### [The request]
Output as a numbered list the lines of the material below, starting at the line that contains "Practice step: put one dot on the backpack" and ending at the final line of the material, with blank lines omitted.

Recorded data:
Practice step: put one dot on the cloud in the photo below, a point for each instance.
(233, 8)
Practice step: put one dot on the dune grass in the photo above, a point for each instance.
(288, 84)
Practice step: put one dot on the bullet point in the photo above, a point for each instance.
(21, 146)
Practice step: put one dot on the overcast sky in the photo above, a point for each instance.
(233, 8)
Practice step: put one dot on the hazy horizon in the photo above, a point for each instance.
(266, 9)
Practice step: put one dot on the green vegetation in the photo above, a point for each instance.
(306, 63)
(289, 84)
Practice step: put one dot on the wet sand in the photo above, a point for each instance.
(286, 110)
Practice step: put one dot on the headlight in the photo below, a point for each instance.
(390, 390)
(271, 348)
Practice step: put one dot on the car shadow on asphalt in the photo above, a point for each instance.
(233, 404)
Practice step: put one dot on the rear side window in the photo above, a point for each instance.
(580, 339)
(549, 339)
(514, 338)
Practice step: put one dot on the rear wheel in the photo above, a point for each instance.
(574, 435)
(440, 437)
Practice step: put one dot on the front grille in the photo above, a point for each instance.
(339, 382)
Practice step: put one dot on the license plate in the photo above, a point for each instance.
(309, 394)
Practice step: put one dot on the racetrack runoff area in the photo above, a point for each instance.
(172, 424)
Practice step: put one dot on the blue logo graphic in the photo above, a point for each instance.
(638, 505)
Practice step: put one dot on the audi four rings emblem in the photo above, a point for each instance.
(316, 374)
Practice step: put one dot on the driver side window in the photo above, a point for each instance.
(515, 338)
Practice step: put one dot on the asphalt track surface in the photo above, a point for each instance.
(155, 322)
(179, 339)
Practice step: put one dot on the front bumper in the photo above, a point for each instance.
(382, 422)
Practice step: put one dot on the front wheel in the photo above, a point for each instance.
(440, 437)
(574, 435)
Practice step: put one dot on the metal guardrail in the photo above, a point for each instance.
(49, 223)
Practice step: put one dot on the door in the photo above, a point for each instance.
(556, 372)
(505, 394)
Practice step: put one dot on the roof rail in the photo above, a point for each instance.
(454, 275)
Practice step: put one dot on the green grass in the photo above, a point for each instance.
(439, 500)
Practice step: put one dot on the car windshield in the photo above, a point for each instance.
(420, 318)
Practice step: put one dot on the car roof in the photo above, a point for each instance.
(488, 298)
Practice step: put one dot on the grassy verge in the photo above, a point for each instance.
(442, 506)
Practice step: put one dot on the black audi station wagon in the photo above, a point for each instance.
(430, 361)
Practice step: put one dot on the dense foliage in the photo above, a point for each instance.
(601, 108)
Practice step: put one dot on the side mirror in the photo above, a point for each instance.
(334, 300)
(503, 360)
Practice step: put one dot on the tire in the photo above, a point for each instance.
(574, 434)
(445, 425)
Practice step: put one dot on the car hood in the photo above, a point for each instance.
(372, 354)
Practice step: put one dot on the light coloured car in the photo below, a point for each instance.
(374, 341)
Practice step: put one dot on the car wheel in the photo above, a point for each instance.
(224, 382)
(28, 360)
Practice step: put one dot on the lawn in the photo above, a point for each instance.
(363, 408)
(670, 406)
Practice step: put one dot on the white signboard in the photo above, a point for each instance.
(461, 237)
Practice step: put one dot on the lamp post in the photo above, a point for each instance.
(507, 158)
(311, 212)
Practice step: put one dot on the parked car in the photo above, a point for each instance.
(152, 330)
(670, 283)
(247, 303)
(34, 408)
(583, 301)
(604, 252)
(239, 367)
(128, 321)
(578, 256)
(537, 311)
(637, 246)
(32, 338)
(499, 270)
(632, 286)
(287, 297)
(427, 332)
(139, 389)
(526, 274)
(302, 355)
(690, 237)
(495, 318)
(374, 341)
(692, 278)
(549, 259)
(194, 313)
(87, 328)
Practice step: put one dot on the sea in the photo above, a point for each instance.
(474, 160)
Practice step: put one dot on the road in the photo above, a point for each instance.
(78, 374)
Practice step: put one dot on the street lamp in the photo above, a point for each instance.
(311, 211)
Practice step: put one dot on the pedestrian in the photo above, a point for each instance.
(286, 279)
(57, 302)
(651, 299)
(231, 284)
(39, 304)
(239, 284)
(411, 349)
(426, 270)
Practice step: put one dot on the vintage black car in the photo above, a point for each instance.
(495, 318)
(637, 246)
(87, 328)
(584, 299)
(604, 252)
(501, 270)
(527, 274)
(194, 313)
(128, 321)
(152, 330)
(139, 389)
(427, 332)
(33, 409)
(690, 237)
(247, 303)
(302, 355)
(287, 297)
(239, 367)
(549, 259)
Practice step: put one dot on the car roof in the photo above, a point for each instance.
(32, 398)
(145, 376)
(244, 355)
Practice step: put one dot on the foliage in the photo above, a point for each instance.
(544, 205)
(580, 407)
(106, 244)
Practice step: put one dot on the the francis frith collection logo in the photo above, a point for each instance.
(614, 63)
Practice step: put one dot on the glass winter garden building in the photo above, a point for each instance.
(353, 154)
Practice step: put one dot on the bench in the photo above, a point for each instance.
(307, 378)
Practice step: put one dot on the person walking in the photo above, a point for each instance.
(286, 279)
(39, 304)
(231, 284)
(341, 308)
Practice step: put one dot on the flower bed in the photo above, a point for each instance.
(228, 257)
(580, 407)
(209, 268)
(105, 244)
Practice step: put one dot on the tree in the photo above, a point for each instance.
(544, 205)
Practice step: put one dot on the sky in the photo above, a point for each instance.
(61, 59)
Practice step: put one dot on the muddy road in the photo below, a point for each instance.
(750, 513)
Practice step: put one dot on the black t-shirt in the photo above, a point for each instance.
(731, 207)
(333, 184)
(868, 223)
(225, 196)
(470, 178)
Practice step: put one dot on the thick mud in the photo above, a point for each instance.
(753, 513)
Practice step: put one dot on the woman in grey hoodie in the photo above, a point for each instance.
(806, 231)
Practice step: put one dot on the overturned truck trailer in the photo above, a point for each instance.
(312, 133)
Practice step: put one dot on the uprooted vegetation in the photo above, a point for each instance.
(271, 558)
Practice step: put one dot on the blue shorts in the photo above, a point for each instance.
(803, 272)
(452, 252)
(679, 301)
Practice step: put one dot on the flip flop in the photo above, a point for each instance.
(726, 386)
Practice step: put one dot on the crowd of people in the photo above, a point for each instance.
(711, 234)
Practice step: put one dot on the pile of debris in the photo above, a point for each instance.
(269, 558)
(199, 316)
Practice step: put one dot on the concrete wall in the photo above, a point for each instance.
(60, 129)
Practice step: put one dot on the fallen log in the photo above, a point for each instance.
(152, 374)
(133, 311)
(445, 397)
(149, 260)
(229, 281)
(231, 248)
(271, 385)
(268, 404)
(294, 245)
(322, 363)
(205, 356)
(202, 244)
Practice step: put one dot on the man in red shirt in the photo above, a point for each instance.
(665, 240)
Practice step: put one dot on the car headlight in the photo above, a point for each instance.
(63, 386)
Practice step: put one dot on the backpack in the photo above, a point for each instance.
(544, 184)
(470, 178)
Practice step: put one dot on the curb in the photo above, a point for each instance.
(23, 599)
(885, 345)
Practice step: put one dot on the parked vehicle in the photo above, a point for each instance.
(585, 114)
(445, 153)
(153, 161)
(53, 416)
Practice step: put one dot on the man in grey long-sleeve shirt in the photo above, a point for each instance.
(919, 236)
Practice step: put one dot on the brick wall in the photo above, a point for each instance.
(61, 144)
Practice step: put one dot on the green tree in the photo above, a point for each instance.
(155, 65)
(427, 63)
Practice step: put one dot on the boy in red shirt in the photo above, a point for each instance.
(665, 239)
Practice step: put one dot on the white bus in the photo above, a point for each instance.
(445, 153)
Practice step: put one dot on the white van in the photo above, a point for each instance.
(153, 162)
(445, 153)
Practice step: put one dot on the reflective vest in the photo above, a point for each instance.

### [Output of the exercise]
1. Practice step: put one dot on the backpack in the photo above, a point for each instance.
2. (544, 184)
3. (470, 178)
4. Practice step: put one dot on the curb in the photo above, a point for each instance.
5. (23, 599)
6. (885, 345)
7. Practice step: put one dot on the parked vehicle in the photo above, a point for each instance.
8. (585, 114)
9. (445, 153)
10. (153, 161)
11. (53, 416)
12. Practice step: put one dot on the man in grey long-sleeve shirt in the photo above, a point for each instance.
13. (919, 236)
14. Practice step: put one dot on the brick wall in the photo above, a point for each instance.
15. (61, 144)
16. Practice step: put one dot on the green tree in the photo above, a point for each instance.
17. (155, 65)
18. (427, 63)
19. Practice step: put one dot on the boy in red shirt in the photo above, a point for each instance.
20. (665, 239)
21. Practice step: put one dot on the white bus in the photo above, a point for each instance.
22. (445, 153)
23. Practice step: put one dot on the white van in the photo above, a point for each instance.
24. (153, 162)
25. (445, 153)
26. Practice step: put one dot on the reflective vest in the photo above, a point for each instance.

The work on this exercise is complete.